(DATA TO EXAMINE Opens)
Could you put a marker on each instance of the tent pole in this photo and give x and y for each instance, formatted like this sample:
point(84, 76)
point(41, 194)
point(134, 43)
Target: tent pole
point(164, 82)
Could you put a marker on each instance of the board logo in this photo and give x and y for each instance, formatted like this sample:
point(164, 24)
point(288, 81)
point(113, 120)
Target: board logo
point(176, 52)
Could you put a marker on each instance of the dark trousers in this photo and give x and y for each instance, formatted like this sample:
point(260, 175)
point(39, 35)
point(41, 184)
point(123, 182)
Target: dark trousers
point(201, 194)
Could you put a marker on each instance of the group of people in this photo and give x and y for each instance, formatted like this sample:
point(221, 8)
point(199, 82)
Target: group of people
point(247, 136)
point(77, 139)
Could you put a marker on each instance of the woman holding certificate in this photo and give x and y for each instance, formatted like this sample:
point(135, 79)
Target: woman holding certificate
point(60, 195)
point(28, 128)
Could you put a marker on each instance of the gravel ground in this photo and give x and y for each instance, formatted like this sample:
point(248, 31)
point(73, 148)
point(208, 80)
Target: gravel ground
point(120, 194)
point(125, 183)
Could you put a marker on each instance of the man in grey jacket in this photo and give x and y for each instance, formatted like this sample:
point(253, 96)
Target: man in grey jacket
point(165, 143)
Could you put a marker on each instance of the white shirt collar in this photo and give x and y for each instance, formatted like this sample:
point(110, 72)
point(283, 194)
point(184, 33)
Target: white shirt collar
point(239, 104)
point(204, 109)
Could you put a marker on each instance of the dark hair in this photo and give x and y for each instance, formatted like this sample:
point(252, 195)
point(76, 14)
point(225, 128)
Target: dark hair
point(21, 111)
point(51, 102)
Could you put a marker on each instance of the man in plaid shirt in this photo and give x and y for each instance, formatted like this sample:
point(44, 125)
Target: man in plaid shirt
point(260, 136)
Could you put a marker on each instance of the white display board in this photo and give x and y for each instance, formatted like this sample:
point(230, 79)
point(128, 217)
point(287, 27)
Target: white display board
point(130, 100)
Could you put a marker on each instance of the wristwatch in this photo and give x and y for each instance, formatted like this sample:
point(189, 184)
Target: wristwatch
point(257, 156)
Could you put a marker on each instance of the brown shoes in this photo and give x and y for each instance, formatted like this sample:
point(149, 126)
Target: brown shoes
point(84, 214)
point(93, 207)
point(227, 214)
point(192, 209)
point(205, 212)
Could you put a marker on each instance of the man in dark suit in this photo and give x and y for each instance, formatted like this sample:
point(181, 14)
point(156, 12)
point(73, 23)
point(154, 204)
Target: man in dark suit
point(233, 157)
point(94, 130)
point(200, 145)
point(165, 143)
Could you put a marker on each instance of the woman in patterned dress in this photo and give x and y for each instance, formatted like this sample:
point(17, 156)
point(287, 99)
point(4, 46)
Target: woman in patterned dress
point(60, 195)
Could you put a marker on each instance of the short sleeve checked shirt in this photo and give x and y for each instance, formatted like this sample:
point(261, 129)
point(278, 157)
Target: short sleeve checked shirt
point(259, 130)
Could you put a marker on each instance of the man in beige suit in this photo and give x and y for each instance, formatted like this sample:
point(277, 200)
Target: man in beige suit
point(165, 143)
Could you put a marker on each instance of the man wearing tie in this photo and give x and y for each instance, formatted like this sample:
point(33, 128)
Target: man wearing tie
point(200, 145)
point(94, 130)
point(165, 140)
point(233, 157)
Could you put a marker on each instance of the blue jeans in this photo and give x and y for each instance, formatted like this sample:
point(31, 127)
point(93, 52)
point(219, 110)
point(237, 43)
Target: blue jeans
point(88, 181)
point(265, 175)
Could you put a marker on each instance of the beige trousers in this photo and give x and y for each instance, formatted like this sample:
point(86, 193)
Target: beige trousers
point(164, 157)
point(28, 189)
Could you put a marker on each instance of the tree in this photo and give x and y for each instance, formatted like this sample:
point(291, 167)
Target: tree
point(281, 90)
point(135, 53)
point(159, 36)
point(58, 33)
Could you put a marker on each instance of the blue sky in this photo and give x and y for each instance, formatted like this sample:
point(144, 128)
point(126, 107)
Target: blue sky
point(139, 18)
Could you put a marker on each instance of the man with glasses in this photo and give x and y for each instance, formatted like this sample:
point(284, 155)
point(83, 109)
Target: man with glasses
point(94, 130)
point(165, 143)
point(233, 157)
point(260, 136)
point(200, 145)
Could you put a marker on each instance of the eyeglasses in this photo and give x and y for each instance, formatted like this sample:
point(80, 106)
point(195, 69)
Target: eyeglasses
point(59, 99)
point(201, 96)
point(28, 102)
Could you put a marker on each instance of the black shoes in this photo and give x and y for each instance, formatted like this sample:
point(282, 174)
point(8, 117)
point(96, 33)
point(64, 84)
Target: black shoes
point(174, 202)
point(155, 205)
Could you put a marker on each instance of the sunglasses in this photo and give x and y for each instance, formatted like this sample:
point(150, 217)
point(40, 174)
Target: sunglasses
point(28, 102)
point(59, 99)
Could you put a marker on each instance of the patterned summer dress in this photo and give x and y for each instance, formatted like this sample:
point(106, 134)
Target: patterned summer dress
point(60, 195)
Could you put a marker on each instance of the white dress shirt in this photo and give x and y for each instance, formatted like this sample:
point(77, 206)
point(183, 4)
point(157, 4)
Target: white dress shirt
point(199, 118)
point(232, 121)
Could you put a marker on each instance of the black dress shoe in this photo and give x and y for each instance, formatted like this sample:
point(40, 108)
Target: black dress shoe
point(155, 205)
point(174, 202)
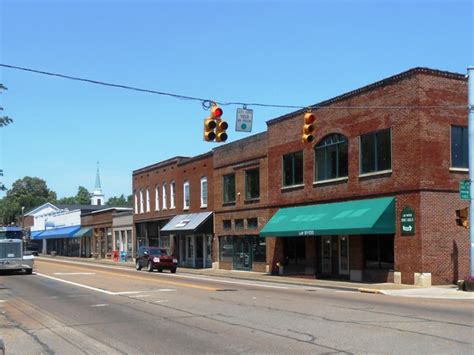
(DATA TO EXAMINE Closes)
WORK TO COMPLETE:
A precise copy of each record, with the images removed, should be output.

ANSWER FOR THIS EXERCISE:
Could you put a marker on each instance of the tent pole in this photo and give x and y for each instance, formatted like this sample:
point(84, 76)
point(41, 194)
point(134, 43)
Target: tent pole
point(164, 82)
Could you put a marker on each instance of the board logo in this photo and give x and y for each instance, formatted like this sample:
point(164, 24)
point(288, 81)
point(113, 120)
Target: board logo
point(176, 52)
Could you put a marker on each instance of the dark trousers in this photo and give x and y for each instance, formatted like this sample:
point(260, 175)
point(39, 35)
point(41, 184)
point(123, 182)
Target: dark trousers
point(201, 194)
Could you put a marker on each instance of the group of people in this photo and give x and y for each instance, formatted like this sample:
point(221, 8)
point(199, 82)
Target: group of people
point(247, 136)
point(77, 139)
Could you put a marker on each instance of the woman holding certificate in this photo and give x and y for each instance, formatted like this sample:
point(135, 79)
Target: woman holding certificate
point(60, 195)
point(28, 128)
Could you put a marker on each instance of the gravel ground in this photo and give x and y for each instance, formatted like this sample:
point(248, 31)
point(73, 148)
point(208, 80)
Target: gravel ground
point(120, 194)
point(125, 183)
Could you put a marker on each instance of the man in grey jacket in this photo and give x and y for each instance, formatted like this sample:
point(253, 96)
Target: man in grey jacket
point(165, 143)
Could you put a marker on each instance of the white shirt collar in this photo and give x and y for each instance, formatted like this sample:
point(110, 72)
point(283, 194)
point(184, 33)
Target: white shirt collar
point(239, 104)
point(204, 109)
Could you put a marker on each instance of the dark hair in this photo and give x and y for each instance, formatted like this sample:
point(252, 195)
point(76, 14)
point(225, 128)
Target: dark hair
point(21, 111)
point(51, 102)
Could you put a marker on each instance of the man in plaid shirt in this photo and give x and y for each instance, formatted like this sample:
point(44, 125)
Target: man in plaid shirt
point(260, 136)
Could you put a marker on each instance of the white display board in this photo and give x and y for each instance, formatted like this sample:
point(230, 79)
point(128, 217)
point(287, 27)
Target: white display board
point(130, 100)
Could you put a marker on each instance of the wristwatch in this photo and give x and y for each instance, formatted like this sample:
point(189, 184)
Target: wristwatch
point(257, 156)
Could you put a marker on each instance of the brown shoes in this photo and give x and y for each instance, formatted like this sample:
point(149, 126)
Target: brown shoes
point(84, 214)
point(93, 207)
point(227, 214)
point(192, 209)
point(205, 212)
Could you put a marker on each instance of the man in dark suit in this photo and give x and y for each instance, formatted like this sample:
point(181, 14)
point(156, 12)
point(73, 23)
point(154, 204)
Target: man in dark suit
point(233, 157)
point(94, 130)
point(200, 145)
point(165, 143)
Could you put a marker on each instance of the woman in patterned dress in this photo and give x and y for each instance, formatted like this sample:
point(17, 156)
point(287, 99)
point(4, 46)
Target: woman in patterned dress
point(60, 195)
Could you put a marker on each instance of the short sleeve checked shirt in this photo and give x and y for each instance, formatted like this sample:
point(261, 129)
point(278, 157)
Target: short sleeve checked shirt
point(259, 130)
Could you put a marker on each instance of the man in beige suit in this photo and give x and y for each instance, formatted like this sample:
point(277, 200)
Target: man in beige suit
point(165, 143)
Could you put a marker on each instance of the man wearing tie in this photo and give x and y for each instance, formatted like this sample:
point(33, 128)
Target: man wearing tie
point(200, 145)
point(94, 130)
point(165, 140)
point(233, 157)
Could you put a marker on each instance of the blue jeans in this photo and give x and y for each instance, formatted like this sample:
point(31, 127)
point(93, 52)
point(219, 110)
point(237, 43)
Target: blue jeans
point(88, 181)
point(265, 175)
Could you put a marker on each instance of the beige trousers in this photo and give x and y for each instance, formatted like this sample:
point(86, 193)
Target: beige trousers
point(164, 157)
point(28, 189)
Could you put a marker on each instance of the tree in this photo and give x and y for each instance, formatted like this sample:
point(291, 167)
Target: tree
point(281, 90)
point(135, 53)
point(159, 36)
point(58, 33)
Could you put a marker on each instance of the blue sky in this photo and give x and y for each instance, formatted like this sample:
point(144, 128)
point(126, 107)
Target: blue sky
point(139, 18)
Could you put a marker on each instance of the man with glasses in this photo and give x and y for each instance, formatted like this sample:
point(284, 155)
point(83, 109)
Target: man with glasses
point(94, 130)
point(165, 143)
point(233, 157)
point(260, 136)
point(200, 145)
Could you put a marker on each instance of the eyeglasses in this photo and give x and y for each instance, formatted like this sample:
point(80, 106)
point(195, 69)
Target: eyeglasses
point(59, 99)
point(201, 96)
point(28, 102)
Could you put a marker on each instance of the black shoes in this photo and give x and y for each instance, formatted like this sample:
point(282, 174)
point(8, 117)
point(96, 33)
point(64, 84)
Target: black shoes
point(174, 202)
point(155, 205)
Could you put a marker on each instance of the sunglasses in this photo and give x and y for each instance, formatted like this sample:
point(150, 217)
point(40, 174)
Target: sunglasses
point(28, 102)
point(59, 99)
Could you put a marker on each instance of the patterned summer dress in this photo and give x and y for each instance, formatted like this sample:
point(106, 134)
Target: patterned summer dress
point(60, 195)
Could you put a marker on each instance of the white dress shirt in this photo and give x and y for each instance, formatted like this sample:
point(77, 206)
point(183, 4)
point(157, 4)
Target: white dress shirt
point(199, 118)
point(232, 121)
Could you put a marker on each instance of the black dress shoe in this photo and give x and y for each instance, formatted like this sample:
point(40, 108)
Target: black dress shoe
point(155, 205)
point(174, 202)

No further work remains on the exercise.